[Region labeling records]
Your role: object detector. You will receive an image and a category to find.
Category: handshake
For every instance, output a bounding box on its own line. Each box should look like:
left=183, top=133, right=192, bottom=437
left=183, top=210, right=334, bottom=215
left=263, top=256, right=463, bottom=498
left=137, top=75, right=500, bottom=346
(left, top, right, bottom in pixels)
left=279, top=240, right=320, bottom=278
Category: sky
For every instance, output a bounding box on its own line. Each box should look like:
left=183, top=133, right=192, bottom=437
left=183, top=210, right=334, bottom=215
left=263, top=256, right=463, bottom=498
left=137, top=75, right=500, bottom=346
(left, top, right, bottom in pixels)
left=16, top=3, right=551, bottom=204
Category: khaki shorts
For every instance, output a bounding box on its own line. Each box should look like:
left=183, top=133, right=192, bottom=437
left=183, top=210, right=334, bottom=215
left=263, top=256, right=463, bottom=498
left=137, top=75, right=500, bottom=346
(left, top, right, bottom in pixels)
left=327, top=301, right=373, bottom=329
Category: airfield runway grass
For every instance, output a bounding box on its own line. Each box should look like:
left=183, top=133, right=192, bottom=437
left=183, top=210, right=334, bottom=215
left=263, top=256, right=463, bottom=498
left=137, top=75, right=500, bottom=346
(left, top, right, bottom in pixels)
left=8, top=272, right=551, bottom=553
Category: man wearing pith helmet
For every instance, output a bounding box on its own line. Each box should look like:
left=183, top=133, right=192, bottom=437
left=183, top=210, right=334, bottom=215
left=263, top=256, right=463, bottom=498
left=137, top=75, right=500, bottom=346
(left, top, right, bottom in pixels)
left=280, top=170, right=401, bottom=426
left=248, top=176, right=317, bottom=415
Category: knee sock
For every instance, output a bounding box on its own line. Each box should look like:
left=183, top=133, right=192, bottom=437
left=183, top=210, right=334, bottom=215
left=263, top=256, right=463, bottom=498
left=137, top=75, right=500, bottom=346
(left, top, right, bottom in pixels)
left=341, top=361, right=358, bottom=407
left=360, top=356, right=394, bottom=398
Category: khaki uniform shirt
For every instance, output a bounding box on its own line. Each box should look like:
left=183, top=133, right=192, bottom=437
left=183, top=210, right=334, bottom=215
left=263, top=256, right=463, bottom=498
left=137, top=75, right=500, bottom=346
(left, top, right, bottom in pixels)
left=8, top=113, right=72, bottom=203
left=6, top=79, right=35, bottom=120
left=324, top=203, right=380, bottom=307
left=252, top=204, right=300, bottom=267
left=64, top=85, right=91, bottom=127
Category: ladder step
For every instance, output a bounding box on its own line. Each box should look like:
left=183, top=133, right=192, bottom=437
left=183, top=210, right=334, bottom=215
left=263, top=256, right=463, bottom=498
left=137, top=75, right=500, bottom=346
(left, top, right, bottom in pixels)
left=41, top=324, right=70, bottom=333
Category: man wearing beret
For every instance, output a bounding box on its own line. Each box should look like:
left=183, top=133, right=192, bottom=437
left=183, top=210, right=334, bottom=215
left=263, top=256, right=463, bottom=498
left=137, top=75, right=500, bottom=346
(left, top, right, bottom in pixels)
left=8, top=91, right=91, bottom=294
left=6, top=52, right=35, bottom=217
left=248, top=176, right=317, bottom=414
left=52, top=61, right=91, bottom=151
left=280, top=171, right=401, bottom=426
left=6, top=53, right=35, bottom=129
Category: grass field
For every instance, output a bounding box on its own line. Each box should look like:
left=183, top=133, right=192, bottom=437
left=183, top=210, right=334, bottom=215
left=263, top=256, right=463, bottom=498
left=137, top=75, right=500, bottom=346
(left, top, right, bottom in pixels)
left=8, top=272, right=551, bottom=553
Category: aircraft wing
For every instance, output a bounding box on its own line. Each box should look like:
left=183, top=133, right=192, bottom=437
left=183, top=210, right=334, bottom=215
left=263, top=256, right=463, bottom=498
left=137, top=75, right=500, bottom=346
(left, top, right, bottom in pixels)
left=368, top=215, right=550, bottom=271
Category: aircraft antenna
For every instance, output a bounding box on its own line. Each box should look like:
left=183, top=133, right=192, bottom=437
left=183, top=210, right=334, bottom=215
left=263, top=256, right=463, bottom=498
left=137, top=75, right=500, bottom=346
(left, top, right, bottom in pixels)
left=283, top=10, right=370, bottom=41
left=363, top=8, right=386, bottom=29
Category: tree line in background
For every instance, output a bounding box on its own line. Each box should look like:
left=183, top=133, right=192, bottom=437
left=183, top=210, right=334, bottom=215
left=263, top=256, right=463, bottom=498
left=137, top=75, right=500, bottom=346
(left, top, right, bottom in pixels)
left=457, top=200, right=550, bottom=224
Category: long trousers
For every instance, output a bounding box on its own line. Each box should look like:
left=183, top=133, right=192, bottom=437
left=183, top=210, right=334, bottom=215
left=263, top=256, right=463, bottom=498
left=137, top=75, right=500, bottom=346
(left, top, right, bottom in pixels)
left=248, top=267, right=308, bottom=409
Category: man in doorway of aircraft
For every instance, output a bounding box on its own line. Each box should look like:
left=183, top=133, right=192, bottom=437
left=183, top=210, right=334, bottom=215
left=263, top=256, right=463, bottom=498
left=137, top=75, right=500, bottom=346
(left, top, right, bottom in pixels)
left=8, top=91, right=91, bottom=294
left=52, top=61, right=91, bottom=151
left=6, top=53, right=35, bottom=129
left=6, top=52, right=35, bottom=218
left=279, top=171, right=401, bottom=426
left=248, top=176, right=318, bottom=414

**THE PROBLEM**.
Turn every line of the records above into a numbered list, skipping any blank lines.

**RESPONSE TO THE TASK**.
1. Your role: object detector. You will receive an image and a category to find.
2. Category: handshake
3. For every instance, output a bounding box on its own line. Each box should look like:
4. left=183, top=133, right=192, bottom=437
5. left=183, top=210, right=334, bottom=215
6. left=263, top=256, right=463, bottom=498
7. left=137, top=75, right=500, bottom=346
8. (left, top, right, bottom in pixels)
9. left=279, top=240, right=320, bottom=278
10. Category: sky
11. For every instance, output a bounding box on its own line. Each box should look like:
12. left=183, top=133, right=192, bottom=437
13. left=183, top=210, right=334, bottom=215
14. left=263, top=256, right=463, bottom=498
15. left=137, top=75, right=500, bottom=346
16. (left, top, right, bottom in pixels)
17. left=16, top=3, right=551, bottom=204
18. Category: khaki shorts
19. For every instance, output a bounding box on its own line. Each box should look like:
20. left=183, top=133, right=192, bottom=437
21. left=183, top=210, right=334, bottom=215
22. left=263, top=256, right=463, bottom=498
23. left=137, top=75, right=500, bottom=346
24. (left, top, right, bottom in pixels)
25. left=327, top=301, right=373, bottom=329
26. Category: airfield runway grass
27. For every instance, output a bounding box on its own line. Each box should look like:
28. left=183, top=133, right=192, bottom=437
29. left=183, top=210, right=334, bottom=215
30. left=263, top=256, right=463, bottom=498
31. left=137, top=75, right=500, bottom=346
32. (left, top, right, bottom in pixels)
33. left=8, top=272, right=551, bottom=553
34. Category: man wearing pith helmet
35. For every instance, output a bounding box on its own line. Each box should look like:
36. left=183, top=133, right=192, bottom=437
37. left=183, top=210, right=334, bottom=215
38. left=263, top=256, right=463, bottom=498
39. left=137, top=75, right=500, bottom=346
40. (left, top, right, bottom in pixels)
41. left=280, top=170, right=401, bottom=426
42. left=248, top=176, right=317, bottom=415
43. Category: knee sock
44. For every instance, output a bounding box on its own line. Each box should look like:
45. left=183, top=133, right=192, bottom=437
46. left=183, top=210, right=334, bottom=215
47. left=263, top=256, right=463, bottom=498
48. left=137, top=75, right=500, bottom=346
49. (left, top, right, bottom in pixels)
50. left=341, top=361, right=358, bottom=407
51. left=360, top=356, right=394, bottom=398
52. Category: khaki uniform shirt
53. For every instance, output a bounding box on its own line. Each box should look like:
54. left=183, top=133, right=192, bottom=437
55. left=183, top=210, right=334, bottom=215
56. left=263, top=256, right=463, bottom=498
57. left=137, top=75, right=500, bottom=346
58. (left, top, right, bottom in pixels)
59. left=8, top=113, right=72, bottom=203
60. left=6, top=79, right=35, bottom=120
61. left=324, top=203, right=380, bottom=307
62. left=252, top=204, right=300, bottom=267
63. left=64, top=85, right=91, bottom=127
64. Category: ladder step
65. For every instance, output a bounding box on its own line. Each box should look like:
66. left=183, top=133, right=192, bottom=437
67. left=183, top=210, right=334, bottom=215
68. left=263, top=256, right=463, bottom=498
69. left=137, top=75, right=500, bottom=346
70. (left, top, right, bottom in pixels)
71. left=41, top=324, right=70, bottom=333
72. Category: man wearing beret
73. For every instance, output a bounding box on its own line. Each box should look like:
74. left=183, top=133, right=192, bottom=437
75. left=183, top=210, right=334, bottom=215
76. left=263, top=256, right=463, bottom=498
77. left=137, top=75, right=500, bottom=346
78. (left, top, right, bottom in pixels)
79. left=8, top=91, right=91, bottom=294
80. left=6, top=52, right=35, bottom=217
81. left=248, top=176, right=317, bottom=414
82. left=52, top=61, right=91, bottom=151
83. left=280, top=171, right=401, bottom=426
84. left=6, top=53, right=35, bottom=129
85. Category: grass field
86. For every instance, output a bounding box on its own line. Each box should look like:
87. left=183, top=133, right=192, bottom=437
88. left=183, top=210, right=334, bottom=215
89. left=263, top=256, right=463, bottom=498
90. left=137, top=75, right=500, bottom=346
91. (left, top, right, bottom in pixels)
92. left=8, top=272, right=551, bottom=553
93. Category: aircraft wing
94. For every instance, output a bounding box on its own line. Each box should look like:
95. left=183, top=133, right=192, bottom=437
96. left=183, top=210, right=334, bottom=215
97. left=263, top=256, right=463, bottom=498
98. left=137, top=75, right=500, bottom=346
99. (left, top, right, bottom in pixels)
100. left=368, top=215, right=550, bottom=271
101. Category: aircraft antenna
102. For every instance, output a bounding box on its own line. Each box should look like:
103. left=183, top=133, right=192, bottom=437
104. left=183, top=210, right=334, bottom=215
105. left=263, top=256, right=463, bottom=498
106. left=137, top=75, right=500, bottom=346
107. (left, top, right, bottom in pixels)
108. left=283, top=10, right=370, bottom=41
109. left=363, top=8, right=386, bottom=29
110. Category: tree line in background
111. For every instance, output a bounding box on its own line. Each box should look like:
112. left=183, top=133, right=192, bottom=437
113. left=183, top=210, right=334, bottom=215
114. left=263, top=256, right=463, bottom=498
115. left=137, top=75, right=500, bottom=346
116. (left, top, right, bottom in pixels)
117. left=457, top=200, right=550, bottom=224
118. Category: long trousers
119. For every instance, output a bounding box on its own line. Each box should look like:
120. left=183, top=133, right=192, bottom=437
121. left=183, top=210, right=334, bottom=215
122. left=263, top=256, right=463, bottom=498
123. left=137, top=75, right=500, bottom=346
124. (left, top, right, bottom in pixels)
125. left=248, top=267, right=308, bottom=409
126. Category: man in doorway of aircraft
127. For every instance, output a bounding box on its own line. Each box should look like:
128. left=183, top=133, right=192, bottom=437
129. left=183, top=210, right=334, bottom=215
130. left=263, top=256, right=463, bottom=498
131. left=137, top=75, right=500, bottom=346
132. (left, top, right, bottom in pixels)
133. left=8, top=91, right=91, bottom=294
134. left=52, top=61, right=91, bottom=151
135. left=6, top=53, right=35, bottom=129
136. left=6, top=52, right=35, bottom=218
137. left=279, top=171, right=401, bottom=426
138. left=248, top=176, right=318, bottom=414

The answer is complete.